The problem: Repeat the lines that follow, leaving nothing out.

(Dataset rows on where objects appear)
________________________________________
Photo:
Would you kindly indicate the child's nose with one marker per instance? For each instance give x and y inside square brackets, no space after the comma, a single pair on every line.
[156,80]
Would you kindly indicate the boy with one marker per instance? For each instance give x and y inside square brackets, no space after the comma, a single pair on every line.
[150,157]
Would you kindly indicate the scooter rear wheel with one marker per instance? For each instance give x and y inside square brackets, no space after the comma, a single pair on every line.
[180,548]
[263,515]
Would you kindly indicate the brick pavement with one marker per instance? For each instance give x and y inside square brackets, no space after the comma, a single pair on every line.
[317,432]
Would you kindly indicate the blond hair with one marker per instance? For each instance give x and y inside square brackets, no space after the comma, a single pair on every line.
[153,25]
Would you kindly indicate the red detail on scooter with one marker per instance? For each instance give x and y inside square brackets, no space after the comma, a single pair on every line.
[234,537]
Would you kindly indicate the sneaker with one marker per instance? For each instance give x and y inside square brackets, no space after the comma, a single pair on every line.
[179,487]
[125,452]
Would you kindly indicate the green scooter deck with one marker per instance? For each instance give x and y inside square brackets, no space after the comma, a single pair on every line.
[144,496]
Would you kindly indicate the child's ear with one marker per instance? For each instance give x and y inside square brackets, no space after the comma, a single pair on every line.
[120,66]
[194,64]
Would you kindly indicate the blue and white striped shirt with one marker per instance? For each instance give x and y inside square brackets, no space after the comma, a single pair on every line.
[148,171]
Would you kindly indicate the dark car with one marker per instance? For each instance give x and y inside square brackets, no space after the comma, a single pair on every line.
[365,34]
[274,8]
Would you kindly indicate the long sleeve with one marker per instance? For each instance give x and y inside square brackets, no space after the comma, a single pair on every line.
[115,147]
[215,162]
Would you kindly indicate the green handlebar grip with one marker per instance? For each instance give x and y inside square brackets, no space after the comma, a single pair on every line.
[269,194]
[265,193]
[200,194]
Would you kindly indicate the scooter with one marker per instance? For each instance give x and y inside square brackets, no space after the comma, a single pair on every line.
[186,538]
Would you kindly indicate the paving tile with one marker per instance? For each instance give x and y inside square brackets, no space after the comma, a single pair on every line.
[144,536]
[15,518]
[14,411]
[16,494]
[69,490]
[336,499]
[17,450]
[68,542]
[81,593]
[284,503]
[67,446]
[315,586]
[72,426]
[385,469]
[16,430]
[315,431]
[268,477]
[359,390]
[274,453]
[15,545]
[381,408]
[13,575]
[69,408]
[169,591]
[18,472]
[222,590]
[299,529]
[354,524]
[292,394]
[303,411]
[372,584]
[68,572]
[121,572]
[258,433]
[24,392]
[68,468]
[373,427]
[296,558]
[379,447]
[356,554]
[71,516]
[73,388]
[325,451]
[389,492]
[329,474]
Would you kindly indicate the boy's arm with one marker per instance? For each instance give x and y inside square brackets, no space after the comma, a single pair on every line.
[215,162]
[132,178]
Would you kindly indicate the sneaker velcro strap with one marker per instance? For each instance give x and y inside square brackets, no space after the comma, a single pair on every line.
________________________________________
Task result:
Photo:
Would you kindly indicate the child's nose with one marker per instance? For each instance give x and y inside square brackets, no space after the comma, a single pair on every line.
[156,80]
Would you kindly indicate the boy with one marker per instance? For each instance give x and y inside square brackets, no space after the comma, a single pair on every line.
[150,157]
Would you kindly indicate the scooter rear wheel with one marker per instance? For each instance give x and y inside square brackets, no space after the comma, a single pair on every line.
[180,548]
[263,515]
Would you kindly indicate the brick pavement with one marker per instance? For each instance give x and y inside square brackets, no space after the comma, a single pair on every line.
[317,432]
Would you kindly indicate the blond hair with one marker per instance? For each instance give x and y inside square brackets, no space after the comma, a single pair on every line.
[153,25]
Would you kindly indicate the red detail on scooter with one marker per instance? For each instance give x and y inside square brackets, no space after the comma, a single pair on every line.
[234,537]
Would you kindly indicate the sneaker with one marker per instance? For each instance give x and y inside square brackets, no space after the comma, a single pair on every line.
[179,487]
[125,452]
Would you kindly indicate the green scooter deck with one marker per instance? For each instance give x and y inside square brackets, no space after the comma, a single pair on every line.
[144,496]
Would you kindly indicate the child's ear with one marker per instance? For each instance give x and y inside square brackets, no space after the comma, a single pair on every line.
[120,66]
[194,64]
Would you kindly indicate the blue and white striped shirt with one marker per instance? For each instance give x and y inside square brackets, no space after the comma, a single pair on every line.
[148,171]
Would you kindly indicate the dark car with one marker per instance? For each instance give x and y inside square brackets, no space after the comma, a single pair on every line.
[365,34]
[274,8]
Would you kindly indicate the long sleeve with one marker per instance? For each instance give x and y inside square brackets, no space after the comma, a single pair on every line.
[115,147]
[215,162]
Would you kindly indicate the green handlebar grip with one marker per instance? For each instance give x and y inside square brackets, no space after the comma, a single pair on every line.
[269,194]
[265,193]
[200,194]
Would you kindly indicate the scooter with one marker per instance? For each instance give x and y inside square brackets, no space after the comma, a single pair on every line.
[186,538]
Would you kindly indicate the paving tile with one marker per instance? For each instance give x and y inside square brackets, no space after the comma, a single pair on every line.
[144,536]
[15,518]
[14,411]
[16,494]
[69,490]
[336,499]
[17,450]
[68,542]
[81,593]
[284,503]
[67,446]
[315,586]
[72,426]
[385,469]
[16,430]
[315,431]
[268,477]
[359,390]
[274,453]
[15,545]
[381,408]
[13,575]
[69,408]
[169,591]
[18,472]
[222,590]
[299,529]
[354,524]
[292,394]
[303,411]
[372,584]
[68,572]
[121,572]
[258,433]
[24,392]
[68,468]
[373,427]
[296,558]
[379,447]
[356,554]
[71,516]
[73,388]
[325,451]
[389,492]
[329,474]
Would you kindly indicate the boy's arm with one marker per instance? For each instance give x and y inside square brackets, no space after the comma, a single pair on every line.
[215,162]
[132,178]
Would you kindly indicate the sneaker velcro strap with one marker per instance? For each instance give x and y inside square brackets, no space after the comma, a single pair on every line.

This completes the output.